# Data shown start

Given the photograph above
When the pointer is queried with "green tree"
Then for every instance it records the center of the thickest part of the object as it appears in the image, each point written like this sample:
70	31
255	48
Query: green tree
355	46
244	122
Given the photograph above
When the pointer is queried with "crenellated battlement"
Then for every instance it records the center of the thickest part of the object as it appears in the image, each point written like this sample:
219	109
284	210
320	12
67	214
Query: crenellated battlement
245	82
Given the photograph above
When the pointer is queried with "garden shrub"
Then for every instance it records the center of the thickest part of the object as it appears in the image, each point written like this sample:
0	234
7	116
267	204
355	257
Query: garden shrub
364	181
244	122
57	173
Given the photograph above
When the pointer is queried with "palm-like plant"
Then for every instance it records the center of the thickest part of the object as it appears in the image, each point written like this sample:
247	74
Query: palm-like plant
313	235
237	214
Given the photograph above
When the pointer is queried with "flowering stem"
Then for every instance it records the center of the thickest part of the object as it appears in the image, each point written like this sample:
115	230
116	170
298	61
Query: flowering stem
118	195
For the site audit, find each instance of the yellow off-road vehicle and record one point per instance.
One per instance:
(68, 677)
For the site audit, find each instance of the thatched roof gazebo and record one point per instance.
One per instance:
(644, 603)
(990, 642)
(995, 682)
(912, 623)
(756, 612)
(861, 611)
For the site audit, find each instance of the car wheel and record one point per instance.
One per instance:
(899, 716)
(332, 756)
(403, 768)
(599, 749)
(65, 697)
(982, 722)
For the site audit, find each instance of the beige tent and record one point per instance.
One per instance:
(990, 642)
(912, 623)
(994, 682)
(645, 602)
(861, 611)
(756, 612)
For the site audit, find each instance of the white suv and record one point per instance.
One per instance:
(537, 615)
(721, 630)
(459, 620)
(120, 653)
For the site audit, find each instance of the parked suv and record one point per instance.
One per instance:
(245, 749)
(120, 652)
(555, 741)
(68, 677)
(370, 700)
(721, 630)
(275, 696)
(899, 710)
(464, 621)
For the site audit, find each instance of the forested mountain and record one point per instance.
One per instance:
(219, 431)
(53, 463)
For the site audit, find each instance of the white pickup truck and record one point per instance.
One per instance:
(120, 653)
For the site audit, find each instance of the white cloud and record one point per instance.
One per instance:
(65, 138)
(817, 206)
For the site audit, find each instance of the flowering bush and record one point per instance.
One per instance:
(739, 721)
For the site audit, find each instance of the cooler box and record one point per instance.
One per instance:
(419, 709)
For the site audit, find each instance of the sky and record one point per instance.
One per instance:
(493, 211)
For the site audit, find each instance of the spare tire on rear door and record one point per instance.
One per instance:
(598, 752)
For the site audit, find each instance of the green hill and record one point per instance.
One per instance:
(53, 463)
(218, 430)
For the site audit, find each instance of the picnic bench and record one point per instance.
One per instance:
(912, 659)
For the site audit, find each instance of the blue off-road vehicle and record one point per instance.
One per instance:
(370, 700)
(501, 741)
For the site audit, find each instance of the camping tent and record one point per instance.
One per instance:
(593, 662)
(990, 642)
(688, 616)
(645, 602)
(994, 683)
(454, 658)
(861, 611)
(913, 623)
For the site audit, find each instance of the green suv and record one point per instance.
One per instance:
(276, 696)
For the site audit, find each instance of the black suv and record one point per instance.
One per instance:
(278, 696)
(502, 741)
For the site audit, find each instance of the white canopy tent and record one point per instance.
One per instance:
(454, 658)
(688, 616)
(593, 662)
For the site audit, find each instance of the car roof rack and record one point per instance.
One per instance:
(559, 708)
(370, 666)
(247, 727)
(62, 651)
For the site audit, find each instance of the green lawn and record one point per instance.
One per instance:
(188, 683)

# Data shown end

Exercise brief —
Repeat every one of the records above line for line, with no change to any wording, number, or order.

Written solution —
Given the photograph above
When the pointer is queried with "green tree"
Then for every instance it records the center of the thickest part of the object as it appears in the image, each point written like this sample:
70	31
255	48
Query: green tree
355	46
244	122
Given the photograph above
When the pointer is queried with "crenellated battlement"
Then for every instance it records the center of the thickest part of the object as it appears in the image, each point written like this sample:
219	109
284	210
320	12
67	214
Query: crenellated battlement
245	82
Given the photograph above
When the pointer is queried with "garden shrub"
Then for every instance it records the center of the thickest part of the object as it appears in the image, each point written like this sample:
0	234
7	116
267	204
355	257
Query: garden shrub
364	181
244	122
57	173
Given the photograph above
When the pointer is queried with "palm-like plant"
Then for every instance it records the center of the thickest part of the object as it appears in the image, each point written like this sample:
247	74
Query: palm-like plant
313	235
237	214
Given the photograph above
When the pointer is queried with "flowering stem"
Then for every instance it records the center of the thickest part of the object as it appears in the image, each point written like this sample:
115	230
116	170
298	61
Query: flowering stem
118	195
For the site audit, find each instance of the yellow off-road vehicle and record one point per instance.
One per instance:
(68, 677)
For the site audit, find each instance of the thatched roof gazebo and record one point per instance.
One per instance:
(644, 603)
(990, 642)
(995, 682)
(912, 623)
(756, 612)
(861, 611)
For the site audit, find each instance of the car wheel and record one point per instance.
One per instance:
(899, 716)
(332, 756)
(403, 768)
(599, 749)
(65, 697)
(982, 722)
For the site audit, find each instance of the beige tent and record one point per instance.
One per instance:
(990, 642)
(912, 623)
(994, 682)
(645, 602)
(861, 611)
(756, 612)
For the site audit, find each instance of the white suv and record one point per instance.
One per instance:
(537, 615)
(721, 630)
(459, 620)
(120, 653)
For the site audit, find each instance of the parked suv and record one point per instance.
One per instance:
(245, 749)
(120, 652)
(555, 741)
(68, 677)
(370, 700)
(721, 630)
(275, 696)
(899, 710)
(464, 621)
For the site audit, find each instance of the forested mountain and record one point per instance.
One per instance:
(219, 431)
(53, 463)
For the site audit, find each instance of the white pickup truck and record one point per instance.
One per instance:
(120, 653)
For the site audit, find each instance of the white cloud and record one point per instance.
One per instance:
(65, 138)
(817, 206)
For the site audit, find each instance of the flowering bush and record one point per instance.
One per instance:
(739, 721)
For the site audit, find each instance of the cooler box and record one point per instance.
One per instance:
(419, 709)
For the site audit, find each instance of the sky and record one point per instance.
One per instance:
(493, 211)
For the site audit, find each instance of the spare tire on rear door and record one point per instance.
One per instance:
(598, 752)
For the site audit, find each instance of the green hill and record one point per instance.
One per instance:
(53, 463)
(218, 430)
For the site audit, find each instance of the picnic bench and record one point per instance.
One per instance:
(912, 659)
For the site audit, find each instance of the blue off-road vehicle and record one point per instance.
One per instance:
(370, 700)
(501, 741)
For the site audit, find each instance of the camping tent and record one point per instance.
One per instance:
(593, 662)
(990, 642)
(688, 616)
(645, 602)
(994, 683)
(454, 658)
(861, 611)
(913, 623)
For the site audit, find each instance of the green suv and record one point per instance.
One per instance:
(276, 696)
For the site audit, find each instance of the black suv and record one point per instance.
One per instance:
(278, 696)
(502, 741)
For the site audit, find each instance of the white canopy tent and record one point per instance.
One per instance:
(454, 658)
(688, 616)
(593, 662)
For the site audit, find each instance of the car roof rack and record one point per instance.
One per instance:
(559, 708)
(370, 666)
(247, 727)
(62, 651)
For the site audit, find each instance of the green lawn and record one point per instance.
One per instance:
(188, 683)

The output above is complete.